►

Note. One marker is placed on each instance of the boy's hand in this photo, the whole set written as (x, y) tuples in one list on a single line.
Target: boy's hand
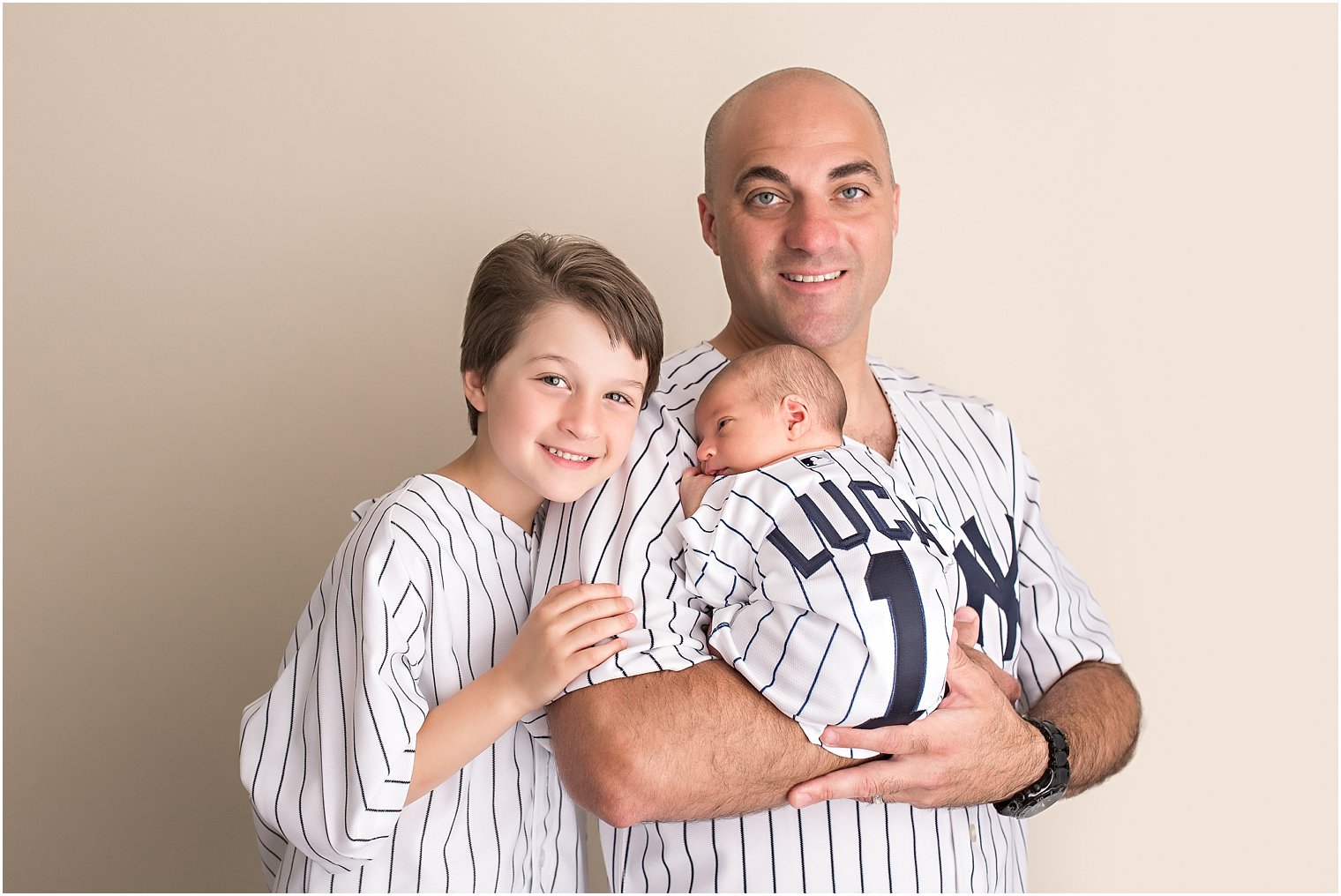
[(693, 486), (562, 638)]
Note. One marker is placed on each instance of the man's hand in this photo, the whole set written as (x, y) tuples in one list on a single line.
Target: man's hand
[(693, 486), (966, 631), (970, 750)]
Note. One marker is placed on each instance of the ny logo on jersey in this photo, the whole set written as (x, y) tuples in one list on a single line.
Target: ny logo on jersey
[(985, 579)]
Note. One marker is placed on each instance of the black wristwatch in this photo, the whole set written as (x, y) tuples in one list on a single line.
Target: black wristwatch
[(1049, 789)]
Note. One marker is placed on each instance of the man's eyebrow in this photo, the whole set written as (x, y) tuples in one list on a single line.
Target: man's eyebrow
[(765, 173), (856, 168)]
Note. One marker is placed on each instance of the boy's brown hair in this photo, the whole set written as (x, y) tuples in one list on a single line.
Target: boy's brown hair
[(533, 271)]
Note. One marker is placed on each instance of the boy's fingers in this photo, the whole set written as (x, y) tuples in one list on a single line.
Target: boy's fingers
[(595, 656), (565, 597), (587, 635), (583, 612)]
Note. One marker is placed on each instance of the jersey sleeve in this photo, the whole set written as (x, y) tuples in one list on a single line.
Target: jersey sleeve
[(327, 753), (716, 563), (626, 532), (1061, 624)]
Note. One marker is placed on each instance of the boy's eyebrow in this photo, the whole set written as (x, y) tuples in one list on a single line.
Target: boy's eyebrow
[(637, 384)]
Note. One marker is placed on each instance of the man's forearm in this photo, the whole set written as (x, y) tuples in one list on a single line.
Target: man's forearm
[(1098, 710), (698, 743)]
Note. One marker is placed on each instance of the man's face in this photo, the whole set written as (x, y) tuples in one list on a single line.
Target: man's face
[(802, 213)]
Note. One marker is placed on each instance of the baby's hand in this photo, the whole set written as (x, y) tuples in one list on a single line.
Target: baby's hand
[(565, 636), (693, 486)]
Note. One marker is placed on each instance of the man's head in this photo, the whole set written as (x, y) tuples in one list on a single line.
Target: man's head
[(768, 404), (531, 273), (802, 208)]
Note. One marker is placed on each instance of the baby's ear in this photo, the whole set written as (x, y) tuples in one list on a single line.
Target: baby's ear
[(472, 384), (797, 416)]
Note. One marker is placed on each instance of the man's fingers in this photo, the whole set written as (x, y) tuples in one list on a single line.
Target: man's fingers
[(966, 627), (971, 671), (894, 739), (858, 782)]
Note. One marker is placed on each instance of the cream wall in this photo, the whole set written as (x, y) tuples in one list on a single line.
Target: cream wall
[(236, 243)]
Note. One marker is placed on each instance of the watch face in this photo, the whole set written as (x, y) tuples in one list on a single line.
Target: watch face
[(1039, 805)]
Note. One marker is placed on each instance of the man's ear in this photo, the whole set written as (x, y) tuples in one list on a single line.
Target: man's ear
[(897, 190), (708, 221), (472, 384), (797, 416)]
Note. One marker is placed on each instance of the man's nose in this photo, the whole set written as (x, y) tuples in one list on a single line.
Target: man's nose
[(812, 227)]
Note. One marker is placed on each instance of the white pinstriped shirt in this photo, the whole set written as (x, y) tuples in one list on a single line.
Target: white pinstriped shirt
[(1038, 621), (424, 596)]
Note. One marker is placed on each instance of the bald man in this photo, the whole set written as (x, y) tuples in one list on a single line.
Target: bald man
[(703, 784)]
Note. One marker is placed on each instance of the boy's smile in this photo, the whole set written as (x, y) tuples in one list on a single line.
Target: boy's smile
[(557, 414)]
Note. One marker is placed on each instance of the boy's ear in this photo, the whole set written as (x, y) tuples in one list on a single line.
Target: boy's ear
[(472, 384), (797, 416)]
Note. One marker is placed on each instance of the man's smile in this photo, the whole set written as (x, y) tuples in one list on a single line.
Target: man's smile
[(813, 278)]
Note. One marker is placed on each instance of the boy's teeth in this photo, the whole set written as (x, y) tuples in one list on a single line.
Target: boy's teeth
[(565, 455)]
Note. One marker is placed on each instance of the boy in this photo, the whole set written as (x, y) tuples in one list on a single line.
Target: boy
[(416, 653), (829, 592)]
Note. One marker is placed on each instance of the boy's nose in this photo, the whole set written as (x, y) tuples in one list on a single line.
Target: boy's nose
[(580, 420)]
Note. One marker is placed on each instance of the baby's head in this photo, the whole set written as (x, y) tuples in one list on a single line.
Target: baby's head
[(766, 406)]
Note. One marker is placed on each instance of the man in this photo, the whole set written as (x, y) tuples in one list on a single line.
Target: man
[(802, 208)]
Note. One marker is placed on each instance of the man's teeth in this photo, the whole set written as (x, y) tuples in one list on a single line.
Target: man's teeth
[(817, 278), (565, 455)]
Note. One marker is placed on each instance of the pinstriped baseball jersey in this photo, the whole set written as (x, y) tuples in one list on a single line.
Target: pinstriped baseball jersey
[(423, 597), (829, 589), (1038, 620)]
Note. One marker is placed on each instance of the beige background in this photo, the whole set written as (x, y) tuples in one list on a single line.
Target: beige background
[(236, 243)]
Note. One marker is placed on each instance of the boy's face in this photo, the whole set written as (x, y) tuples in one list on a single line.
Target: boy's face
[(737, 432), (557, 414)]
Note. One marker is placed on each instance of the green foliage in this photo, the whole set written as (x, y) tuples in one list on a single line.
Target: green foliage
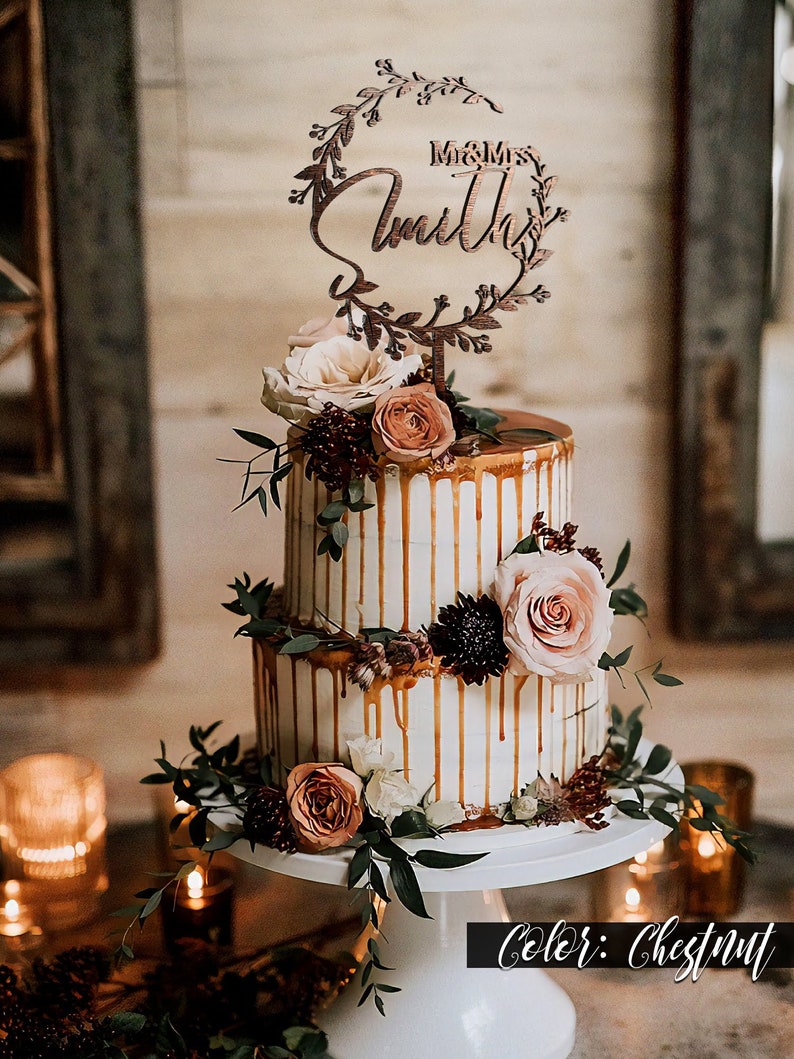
[(647, 779)]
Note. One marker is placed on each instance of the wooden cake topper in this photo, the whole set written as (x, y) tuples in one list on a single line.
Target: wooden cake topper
[(326, 179)]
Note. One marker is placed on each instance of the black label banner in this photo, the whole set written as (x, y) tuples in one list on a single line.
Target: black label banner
[(687, 948)]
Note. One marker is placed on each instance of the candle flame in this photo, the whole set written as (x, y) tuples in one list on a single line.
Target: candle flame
[(706, 846), (196, 883), (632, 897)]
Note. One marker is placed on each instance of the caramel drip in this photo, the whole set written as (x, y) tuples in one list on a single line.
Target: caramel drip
[(335, 686), (519, 506), (461, 738), (314, 743), (400, 718), (549, 489), (362, 539), (518, 685), (479, 519), (405, 500), (437, 734), (380, 491), (538, 468), (502, 709), (314, 542), (257, 665), (344, 577), (540, 719), (293, 664), (456, 532), (299, 523), (488, 704), (432, 483), (500, 489), (328, 560)]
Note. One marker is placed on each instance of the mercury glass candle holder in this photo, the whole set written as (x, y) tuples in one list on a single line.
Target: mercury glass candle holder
[(715, 871), (53, 827), (649, 887)]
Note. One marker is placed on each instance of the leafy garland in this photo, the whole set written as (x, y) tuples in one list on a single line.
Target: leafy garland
[(255, 1007), (220, 779), (323, 179)]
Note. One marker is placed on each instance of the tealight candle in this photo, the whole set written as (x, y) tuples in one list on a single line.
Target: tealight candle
[(18, 935), (54, 835), (715, 871), (201, 908), (646, 887)]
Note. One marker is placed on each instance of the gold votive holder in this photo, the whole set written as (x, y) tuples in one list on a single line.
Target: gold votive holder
[(715, 871), (54, 825), (20, 938), (647, 889), (201, 908)]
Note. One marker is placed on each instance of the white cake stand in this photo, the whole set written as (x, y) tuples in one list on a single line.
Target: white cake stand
[(444, 1006)]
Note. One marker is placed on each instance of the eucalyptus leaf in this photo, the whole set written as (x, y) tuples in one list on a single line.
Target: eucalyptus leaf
[(623, 561), (407, 889), (436, 858), (659, 758), (258, 440)]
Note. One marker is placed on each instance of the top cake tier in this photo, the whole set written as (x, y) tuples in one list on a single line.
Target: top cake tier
[(433, 531)]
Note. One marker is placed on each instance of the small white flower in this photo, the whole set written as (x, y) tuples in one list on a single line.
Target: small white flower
[(389, 794), (524, 807), (366, 755), (445, 813)]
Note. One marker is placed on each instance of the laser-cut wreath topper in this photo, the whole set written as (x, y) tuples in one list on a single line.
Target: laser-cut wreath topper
[(326, 179)]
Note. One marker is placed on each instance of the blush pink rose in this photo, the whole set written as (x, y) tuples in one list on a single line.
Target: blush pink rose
[(557, 614), (412, 422), (324, 802)]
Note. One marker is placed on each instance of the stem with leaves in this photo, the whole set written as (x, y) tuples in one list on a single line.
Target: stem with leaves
[(668, 802)]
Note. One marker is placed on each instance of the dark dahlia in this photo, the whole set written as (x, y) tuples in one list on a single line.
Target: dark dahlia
[(267, 820), (468, 638), (339, 447)]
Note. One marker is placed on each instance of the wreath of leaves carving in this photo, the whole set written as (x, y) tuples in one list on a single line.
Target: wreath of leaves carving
[(326, 173)]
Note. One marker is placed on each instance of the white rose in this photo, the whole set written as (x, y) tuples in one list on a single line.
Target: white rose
[(524, 807), (325, 365), (389, 794), (557, 614), (366, 755), (445, 813)]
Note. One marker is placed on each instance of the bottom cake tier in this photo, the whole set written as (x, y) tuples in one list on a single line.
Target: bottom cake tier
[(474, 745)]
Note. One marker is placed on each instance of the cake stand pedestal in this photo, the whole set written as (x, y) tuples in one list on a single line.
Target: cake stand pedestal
[(444, 1006)]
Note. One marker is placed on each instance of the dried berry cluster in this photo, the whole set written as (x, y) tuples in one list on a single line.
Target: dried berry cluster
[(563, 540), (339, 447)]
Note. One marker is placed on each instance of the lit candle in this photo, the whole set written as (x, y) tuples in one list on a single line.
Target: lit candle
[(54, 835), (201, 909), (18, 935), (634, 912)]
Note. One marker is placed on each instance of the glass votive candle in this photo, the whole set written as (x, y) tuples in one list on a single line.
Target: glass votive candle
[(647, 889), (54, 825), (715, 871), (201, 908), (19, 936)]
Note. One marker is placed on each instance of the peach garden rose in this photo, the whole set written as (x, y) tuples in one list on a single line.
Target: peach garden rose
[(324, 802), (556, 611), (412, 422)]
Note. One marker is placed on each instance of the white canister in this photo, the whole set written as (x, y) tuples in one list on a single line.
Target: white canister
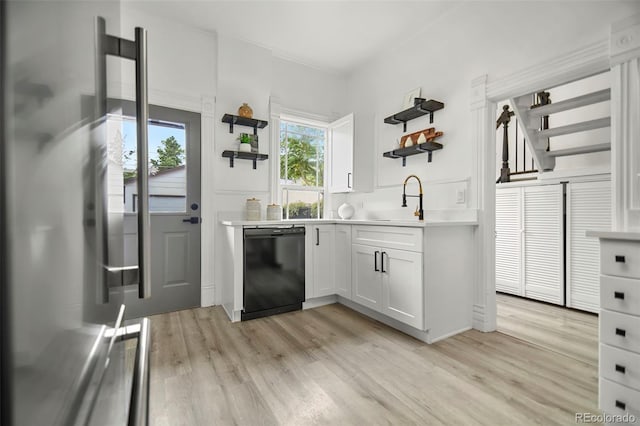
[(254, 210), (274, 212)]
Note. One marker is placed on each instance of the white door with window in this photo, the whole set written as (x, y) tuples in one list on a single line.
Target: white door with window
[(174, 206)]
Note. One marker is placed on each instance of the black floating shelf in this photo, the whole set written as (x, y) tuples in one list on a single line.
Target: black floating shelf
[(423, 108), (231, 155), (243, 121), (421, 148)]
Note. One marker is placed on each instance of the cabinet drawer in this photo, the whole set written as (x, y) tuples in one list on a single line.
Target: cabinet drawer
[(620, 366), (620, 330), (388, 236), (620, 294), (616, 399), (621, 258)]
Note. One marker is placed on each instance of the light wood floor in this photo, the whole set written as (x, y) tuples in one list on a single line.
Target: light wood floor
[(331, 365), (566, 331)]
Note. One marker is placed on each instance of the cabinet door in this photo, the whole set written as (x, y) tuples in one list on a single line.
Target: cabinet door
[(323, 260), (340, 170), (588, 207), (402, 287), (509, 241), (544, 243), (366, 276), (343, 260)]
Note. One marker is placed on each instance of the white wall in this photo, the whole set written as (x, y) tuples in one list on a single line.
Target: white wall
[(476, 38)]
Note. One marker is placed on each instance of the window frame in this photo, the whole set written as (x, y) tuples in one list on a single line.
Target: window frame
[(278, 189)]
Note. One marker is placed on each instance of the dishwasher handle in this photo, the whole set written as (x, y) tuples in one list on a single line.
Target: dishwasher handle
[(272, 232)]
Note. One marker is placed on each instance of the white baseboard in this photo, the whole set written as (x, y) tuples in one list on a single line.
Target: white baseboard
[(319, 301)]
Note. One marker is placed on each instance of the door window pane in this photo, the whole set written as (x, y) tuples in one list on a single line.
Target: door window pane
[(167, 166)]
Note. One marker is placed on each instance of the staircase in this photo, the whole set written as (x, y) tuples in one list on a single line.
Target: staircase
[(532, 119)]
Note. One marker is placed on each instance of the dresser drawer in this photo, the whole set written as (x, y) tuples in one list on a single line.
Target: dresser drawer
[(620, 294), (620, 330), (621, 258), (616, 399), (388, 237), (620, 366)]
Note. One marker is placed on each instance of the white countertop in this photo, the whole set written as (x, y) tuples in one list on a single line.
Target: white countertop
[(614, 235), (376, 222)]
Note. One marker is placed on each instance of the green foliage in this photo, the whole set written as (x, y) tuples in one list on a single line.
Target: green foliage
[(170, 154), (302, 210), (298, 161)]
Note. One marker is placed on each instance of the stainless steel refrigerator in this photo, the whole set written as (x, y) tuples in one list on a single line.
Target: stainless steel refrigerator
[(68, 355)]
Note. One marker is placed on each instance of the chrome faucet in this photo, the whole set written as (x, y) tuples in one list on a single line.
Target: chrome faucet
[(419, 212)]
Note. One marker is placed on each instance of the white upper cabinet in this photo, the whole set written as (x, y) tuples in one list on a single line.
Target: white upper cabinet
[(340, 171)]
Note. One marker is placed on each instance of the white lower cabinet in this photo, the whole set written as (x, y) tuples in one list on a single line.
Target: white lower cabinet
[(323, 252), (389, 281), (366, 282), (402, 287), (342, 261)]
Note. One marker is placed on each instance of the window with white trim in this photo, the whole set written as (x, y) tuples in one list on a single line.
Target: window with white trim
[(302, 169)]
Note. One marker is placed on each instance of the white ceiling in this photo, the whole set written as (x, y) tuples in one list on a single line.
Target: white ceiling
[(332, 35)]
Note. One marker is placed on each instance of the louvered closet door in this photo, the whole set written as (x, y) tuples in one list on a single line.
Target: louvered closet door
[(588, 207), (543, 243), (509, 241)]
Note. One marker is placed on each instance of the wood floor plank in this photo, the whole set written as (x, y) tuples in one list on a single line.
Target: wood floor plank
[(331, 365)]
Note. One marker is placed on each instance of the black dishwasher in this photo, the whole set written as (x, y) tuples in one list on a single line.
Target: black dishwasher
[(273, 271)]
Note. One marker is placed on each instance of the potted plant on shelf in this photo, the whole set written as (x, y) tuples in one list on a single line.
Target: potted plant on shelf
[(245, 142)]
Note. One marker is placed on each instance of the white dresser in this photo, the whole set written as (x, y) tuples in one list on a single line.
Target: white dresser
[(619, 392)]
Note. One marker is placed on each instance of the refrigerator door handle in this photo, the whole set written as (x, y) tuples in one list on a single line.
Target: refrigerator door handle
[(142, 117), (134, 50), (139, 407)]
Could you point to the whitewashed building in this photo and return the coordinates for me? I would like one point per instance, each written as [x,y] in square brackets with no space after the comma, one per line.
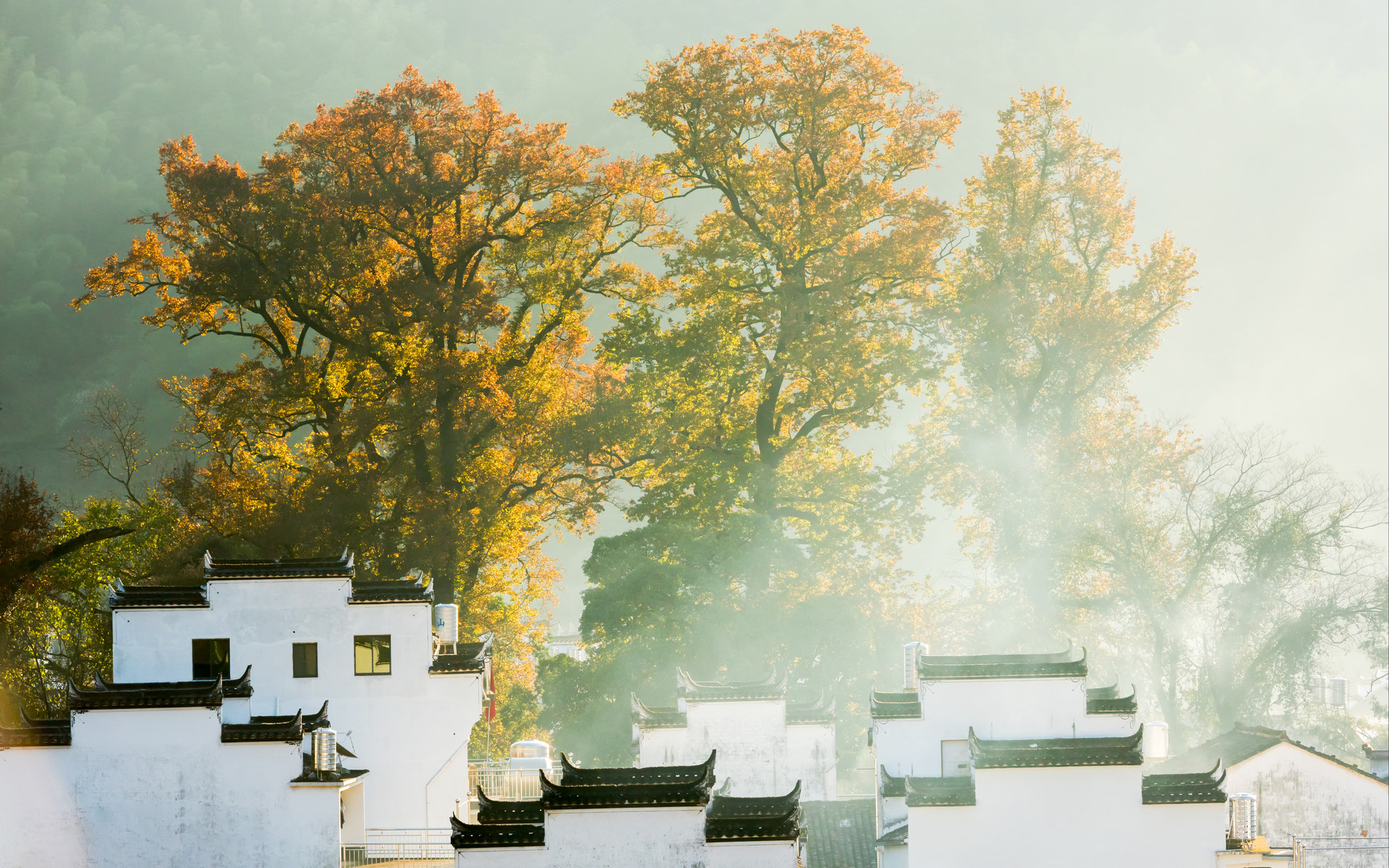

◄

YOUR TASK — Can you rewrite the listing from the line containing "Note. One marker is placed on each instance of the candle" through the line containing "[(255, 1007), (220, 779), (323, 179)]", changing "marker" to "dot" and leaving everything else as it is?

WORKED SOLUTION —
Note. One dot is placed on each instance of the candle flame in this photo, the whole set written as (x, y) tuples in one list on a single line.
Target: candle flame
[(706, 846), (196, 883), (632, 897)]
Note. One dot is placed on each instance of the caramel drip in this photo, the whole set written as (x, y) tuples in one list on a single line.
Target: caramel drip
[(335, 686), (519, 506), (461, 738), (314, 743), (400, 718), (549, 489), (362, 539), (518, 685), (479, 519), (405, 500), (437, 734), (380, 491), (538, 468), (502, 709), (314, 542), (257, 665), (344, 577), (540, 719), (293, 664), (456, 532), (299, 523), (488, 704), (432, 483), (500, 489), (328, 560)]
Note. One dot is placed on each instance of the mercury glass candle holder in this photo, the whole set written as (x, y) tuples in one list on a single line.
Target: mercury glass candle holder
[(715, 871), (53, 827), (649, 887)]
Note. One dot is placed on each instance of the leafy garland in this photo, the whole set written as (x, y) tuples in one list on a single line.
Target: leafy garland
[(255, 1007), (220, 779), (323, 179)]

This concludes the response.